- **Your objective**
Reproduce everything from the start of the rows down through the line containing "xmin=7 ymin=8 xmax=69 ymax=89", including both ends.

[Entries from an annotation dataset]

· · · · ·

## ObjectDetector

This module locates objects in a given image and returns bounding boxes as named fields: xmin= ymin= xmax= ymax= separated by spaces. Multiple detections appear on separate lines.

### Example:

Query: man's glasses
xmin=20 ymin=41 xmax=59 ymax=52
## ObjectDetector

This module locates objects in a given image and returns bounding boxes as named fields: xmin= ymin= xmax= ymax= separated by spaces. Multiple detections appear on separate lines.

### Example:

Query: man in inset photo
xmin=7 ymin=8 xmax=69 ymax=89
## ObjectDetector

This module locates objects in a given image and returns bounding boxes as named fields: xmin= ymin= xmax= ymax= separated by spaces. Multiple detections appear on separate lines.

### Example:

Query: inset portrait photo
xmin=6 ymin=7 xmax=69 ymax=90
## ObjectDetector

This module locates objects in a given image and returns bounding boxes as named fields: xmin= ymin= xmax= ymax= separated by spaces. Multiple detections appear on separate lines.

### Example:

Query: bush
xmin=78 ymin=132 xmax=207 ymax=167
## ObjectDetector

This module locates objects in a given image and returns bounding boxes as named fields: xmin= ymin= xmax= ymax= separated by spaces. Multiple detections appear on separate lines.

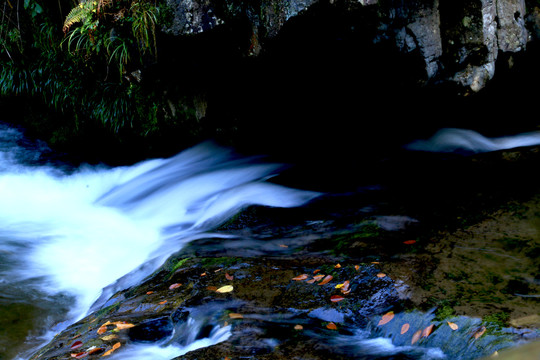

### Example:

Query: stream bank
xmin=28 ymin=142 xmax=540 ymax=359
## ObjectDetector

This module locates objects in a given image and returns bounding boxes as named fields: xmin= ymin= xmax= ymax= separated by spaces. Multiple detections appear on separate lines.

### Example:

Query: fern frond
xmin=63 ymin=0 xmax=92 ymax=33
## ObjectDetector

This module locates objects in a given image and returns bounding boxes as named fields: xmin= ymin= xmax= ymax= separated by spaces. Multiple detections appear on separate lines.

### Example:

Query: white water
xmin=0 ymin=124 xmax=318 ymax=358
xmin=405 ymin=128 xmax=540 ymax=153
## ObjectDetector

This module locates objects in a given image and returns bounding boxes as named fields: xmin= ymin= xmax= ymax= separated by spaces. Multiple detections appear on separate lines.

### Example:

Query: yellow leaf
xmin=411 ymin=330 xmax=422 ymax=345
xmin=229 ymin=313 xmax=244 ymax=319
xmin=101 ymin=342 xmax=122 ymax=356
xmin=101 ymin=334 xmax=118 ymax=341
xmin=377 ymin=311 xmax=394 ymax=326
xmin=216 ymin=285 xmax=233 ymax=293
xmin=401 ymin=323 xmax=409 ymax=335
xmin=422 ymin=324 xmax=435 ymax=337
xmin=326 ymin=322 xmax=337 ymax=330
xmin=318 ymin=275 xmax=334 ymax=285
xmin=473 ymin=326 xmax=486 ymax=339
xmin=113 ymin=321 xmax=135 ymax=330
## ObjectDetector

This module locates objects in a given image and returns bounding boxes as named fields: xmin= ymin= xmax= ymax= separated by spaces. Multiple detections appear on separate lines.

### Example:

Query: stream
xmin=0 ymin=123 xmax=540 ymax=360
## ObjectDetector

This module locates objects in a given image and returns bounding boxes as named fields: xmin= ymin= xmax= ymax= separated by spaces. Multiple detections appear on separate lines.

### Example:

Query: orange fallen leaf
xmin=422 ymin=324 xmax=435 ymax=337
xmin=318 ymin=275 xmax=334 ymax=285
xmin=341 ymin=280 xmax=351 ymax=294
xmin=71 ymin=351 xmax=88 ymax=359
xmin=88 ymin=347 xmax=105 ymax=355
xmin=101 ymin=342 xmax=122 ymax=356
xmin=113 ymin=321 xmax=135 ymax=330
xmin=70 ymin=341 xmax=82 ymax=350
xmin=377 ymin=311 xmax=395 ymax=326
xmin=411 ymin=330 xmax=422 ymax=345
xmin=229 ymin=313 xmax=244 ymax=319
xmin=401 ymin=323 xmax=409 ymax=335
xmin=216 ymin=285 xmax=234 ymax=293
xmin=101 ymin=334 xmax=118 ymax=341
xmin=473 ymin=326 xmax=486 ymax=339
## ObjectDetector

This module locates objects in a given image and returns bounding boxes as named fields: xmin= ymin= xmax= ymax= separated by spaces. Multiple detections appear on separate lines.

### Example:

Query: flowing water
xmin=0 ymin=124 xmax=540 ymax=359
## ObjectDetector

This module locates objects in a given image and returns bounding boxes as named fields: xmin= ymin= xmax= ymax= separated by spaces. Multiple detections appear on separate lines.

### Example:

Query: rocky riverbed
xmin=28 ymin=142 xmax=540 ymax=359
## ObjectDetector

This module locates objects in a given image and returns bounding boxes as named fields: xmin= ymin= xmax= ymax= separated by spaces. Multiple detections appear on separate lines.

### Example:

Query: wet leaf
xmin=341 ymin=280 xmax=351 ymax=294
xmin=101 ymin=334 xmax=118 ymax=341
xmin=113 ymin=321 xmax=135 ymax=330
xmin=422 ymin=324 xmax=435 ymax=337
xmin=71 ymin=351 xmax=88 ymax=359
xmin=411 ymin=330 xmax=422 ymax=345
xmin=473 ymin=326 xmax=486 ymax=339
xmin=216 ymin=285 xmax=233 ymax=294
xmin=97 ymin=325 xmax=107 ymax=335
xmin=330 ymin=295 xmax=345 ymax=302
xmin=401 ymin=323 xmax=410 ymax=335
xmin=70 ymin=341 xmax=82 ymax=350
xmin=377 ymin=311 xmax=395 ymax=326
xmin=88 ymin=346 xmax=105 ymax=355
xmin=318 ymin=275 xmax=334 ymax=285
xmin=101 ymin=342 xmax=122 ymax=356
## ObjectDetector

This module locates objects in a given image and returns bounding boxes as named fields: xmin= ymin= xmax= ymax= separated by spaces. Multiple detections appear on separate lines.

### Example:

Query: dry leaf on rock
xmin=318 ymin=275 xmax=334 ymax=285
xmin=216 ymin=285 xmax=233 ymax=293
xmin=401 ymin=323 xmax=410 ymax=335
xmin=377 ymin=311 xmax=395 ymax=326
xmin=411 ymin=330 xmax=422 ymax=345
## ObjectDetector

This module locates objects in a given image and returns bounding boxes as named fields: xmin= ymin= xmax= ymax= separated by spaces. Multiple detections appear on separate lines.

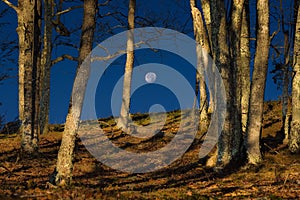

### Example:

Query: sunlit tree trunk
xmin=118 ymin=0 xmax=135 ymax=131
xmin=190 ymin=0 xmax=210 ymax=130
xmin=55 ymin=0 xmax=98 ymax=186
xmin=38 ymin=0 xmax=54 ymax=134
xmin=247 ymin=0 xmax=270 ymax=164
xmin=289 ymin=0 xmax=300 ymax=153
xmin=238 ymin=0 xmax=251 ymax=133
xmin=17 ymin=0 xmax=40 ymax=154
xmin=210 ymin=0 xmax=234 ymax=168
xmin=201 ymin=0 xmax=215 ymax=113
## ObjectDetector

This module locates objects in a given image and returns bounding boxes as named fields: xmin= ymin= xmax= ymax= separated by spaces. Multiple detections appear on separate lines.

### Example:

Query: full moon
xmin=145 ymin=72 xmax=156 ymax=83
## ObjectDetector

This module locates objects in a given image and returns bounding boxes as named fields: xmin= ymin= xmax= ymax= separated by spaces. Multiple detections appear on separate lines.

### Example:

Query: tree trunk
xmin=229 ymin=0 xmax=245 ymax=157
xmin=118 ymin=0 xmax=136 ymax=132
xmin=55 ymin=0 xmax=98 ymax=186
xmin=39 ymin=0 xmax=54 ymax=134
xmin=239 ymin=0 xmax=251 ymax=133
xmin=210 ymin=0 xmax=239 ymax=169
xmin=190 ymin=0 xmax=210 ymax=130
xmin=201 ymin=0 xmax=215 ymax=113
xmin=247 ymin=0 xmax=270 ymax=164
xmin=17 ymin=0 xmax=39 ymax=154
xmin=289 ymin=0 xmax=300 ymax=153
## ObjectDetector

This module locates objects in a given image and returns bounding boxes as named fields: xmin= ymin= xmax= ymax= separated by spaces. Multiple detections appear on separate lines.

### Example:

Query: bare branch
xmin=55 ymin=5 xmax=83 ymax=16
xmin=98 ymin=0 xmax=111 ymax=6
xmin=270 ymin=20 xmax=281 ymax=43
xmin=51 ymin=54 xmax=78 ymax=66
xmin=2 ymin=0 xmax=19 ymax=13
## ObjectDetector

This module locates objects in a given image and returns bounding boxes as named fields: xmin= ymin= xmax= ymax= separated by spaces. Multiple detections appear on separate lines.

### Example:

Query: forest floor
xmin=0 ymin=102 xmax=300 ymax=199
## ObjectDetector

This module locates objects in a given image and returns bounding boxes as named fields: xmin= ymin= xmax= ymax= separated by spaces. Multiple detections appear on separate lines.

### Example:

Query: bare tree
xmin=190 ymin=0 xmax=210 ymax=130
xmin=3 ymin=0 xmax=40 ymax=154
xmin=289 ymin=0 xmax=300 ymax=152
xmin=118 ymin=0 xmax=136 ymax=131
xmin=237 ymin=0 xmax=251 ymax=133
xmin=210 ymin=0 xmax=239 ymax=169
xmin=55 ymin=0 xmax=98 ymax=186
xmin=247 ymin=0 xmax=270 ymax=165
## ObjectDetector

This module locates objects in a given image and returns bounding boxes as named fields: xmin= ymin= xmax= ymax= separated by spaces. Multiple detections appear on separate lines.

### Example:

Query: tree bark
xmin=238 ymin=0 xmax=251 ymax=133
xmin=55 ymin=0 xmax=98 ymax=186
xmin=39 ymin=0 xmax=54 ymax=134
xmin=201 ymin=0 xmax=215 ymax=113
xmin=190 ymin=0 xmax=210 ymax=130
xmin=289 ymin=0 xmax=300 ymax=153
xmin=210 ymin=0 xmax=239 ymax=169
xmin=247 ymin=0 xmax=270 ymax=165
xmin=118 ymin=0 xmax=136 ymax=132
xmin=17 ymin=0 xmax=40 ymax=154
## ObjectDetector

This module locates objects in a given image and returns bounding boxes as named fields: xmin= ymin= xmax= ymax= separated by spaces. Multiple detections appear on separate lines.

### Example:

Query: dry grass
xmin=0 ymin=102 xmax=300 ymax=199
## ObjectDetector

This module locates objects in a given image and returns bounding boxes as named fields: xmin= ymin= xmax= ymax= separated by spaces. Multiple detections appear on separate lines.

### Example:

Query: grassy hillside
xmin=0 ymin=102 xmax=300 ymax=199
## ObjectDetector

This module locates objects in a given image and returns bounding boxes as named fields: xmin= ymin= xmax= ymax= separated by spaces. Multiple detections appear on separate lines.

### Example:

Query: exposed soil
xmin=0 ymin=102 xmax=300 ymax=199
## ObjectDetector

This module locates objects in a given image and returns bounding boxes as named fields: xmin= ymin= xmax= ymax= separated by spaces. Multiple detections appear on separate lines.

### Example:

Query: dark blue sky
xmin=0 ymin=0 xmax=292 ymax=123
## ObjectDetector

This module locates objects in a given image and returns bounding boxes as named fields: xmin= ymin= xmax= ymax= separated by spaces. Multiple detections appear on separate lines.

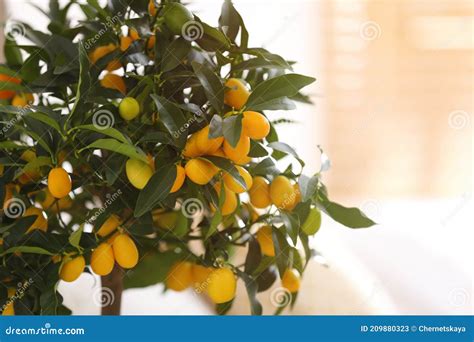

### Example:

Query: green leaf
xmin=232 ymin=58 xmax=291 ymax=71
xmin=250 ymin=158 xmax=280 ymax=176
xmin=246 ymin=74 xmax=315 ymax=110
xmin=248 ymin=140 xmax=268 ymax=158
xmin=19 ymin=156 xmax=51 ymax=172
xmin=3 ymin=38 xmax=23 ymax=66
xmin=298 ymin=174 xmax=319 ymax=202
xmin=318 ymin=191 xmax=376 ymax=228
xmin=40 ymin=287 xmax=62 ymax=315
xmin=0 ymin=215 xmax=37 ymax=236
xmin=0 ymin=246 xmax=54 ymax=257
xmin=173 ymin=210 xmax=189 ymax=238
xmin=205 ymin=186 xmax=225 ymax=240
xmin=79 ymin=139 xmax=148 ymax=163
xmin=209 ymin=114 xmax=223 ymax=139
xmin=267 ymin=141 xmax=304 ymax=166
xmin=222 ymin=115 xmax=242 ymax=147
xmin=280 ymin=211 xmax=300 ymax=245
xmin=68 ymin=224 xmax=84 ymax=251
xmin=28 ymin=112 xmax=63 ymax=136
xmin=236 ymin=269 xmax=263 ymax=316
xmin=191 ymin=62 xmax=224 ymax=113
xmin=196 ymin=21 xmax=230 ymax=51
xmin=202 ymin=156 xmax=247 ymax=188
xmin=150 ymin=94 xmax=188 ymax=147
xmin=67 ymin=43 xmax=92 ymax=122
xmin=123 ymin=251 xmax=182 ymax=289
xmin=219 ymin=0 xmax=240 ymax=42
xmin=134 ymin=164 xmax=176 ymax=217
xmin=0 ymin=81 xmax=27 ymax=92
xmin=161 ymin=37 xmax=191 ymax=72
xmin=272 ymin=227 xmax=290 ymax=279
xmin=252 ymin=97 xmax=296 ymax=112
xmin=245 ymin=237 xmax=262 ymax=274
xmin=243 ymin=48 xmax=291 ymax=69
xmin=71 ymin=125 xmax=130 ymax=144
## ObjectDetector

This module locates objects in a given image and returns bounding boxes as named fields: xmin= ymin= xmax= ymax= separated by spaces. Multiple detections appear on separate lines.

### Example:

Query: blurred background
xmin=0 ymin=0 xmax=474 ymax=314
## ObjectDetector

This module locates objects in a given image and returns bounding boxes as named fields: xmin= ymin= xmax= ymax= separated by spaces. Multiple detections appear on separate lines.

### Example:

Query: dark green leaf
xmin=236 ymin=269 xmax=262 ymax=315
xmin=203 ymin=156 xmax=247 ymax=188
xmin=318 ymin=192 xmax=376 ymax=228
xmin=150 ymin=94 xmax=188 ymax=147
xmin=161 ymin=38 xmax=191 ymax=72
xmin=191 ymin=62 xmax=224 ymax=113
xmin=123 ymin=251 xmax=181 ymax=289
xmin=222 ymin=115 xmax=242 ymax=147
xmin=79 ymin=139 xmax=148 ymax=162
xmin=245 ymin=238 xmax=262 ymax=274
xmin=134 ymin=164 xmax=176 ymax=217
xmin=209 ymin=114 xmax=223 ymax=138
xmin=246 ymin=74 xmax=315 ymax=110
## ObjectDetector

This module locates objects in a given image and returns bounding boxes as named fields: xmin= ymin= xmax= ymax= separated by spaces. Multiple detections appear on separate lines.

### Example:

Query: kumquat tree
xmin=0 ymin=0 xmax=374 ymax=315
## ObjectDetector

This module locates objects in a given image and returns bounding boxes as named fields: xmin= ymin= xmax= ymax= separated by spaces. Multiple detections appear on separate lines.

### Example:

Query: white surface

· · · · ·

- **Response**
## ObjectDetector

This module locates objects in a given image and returns bounding boxes as named fields: xmin= ymin= xmax= ymax= separated by spaces. Multiple detections appear on separate lines.

### Example:

Query: man's glasses
xmin=20 ymin=41 xmax=59 ymax=52
## ObjectDetector

This module locates objects in a given image and returns bounding boxes as named fields: xmin= ymin= xmax= ymax= separated by spaces. Multiple detections appear on separate lines.

### Example:

Query: man in inset photo
xmin=7 ymin=8 xmax=69 ymax=89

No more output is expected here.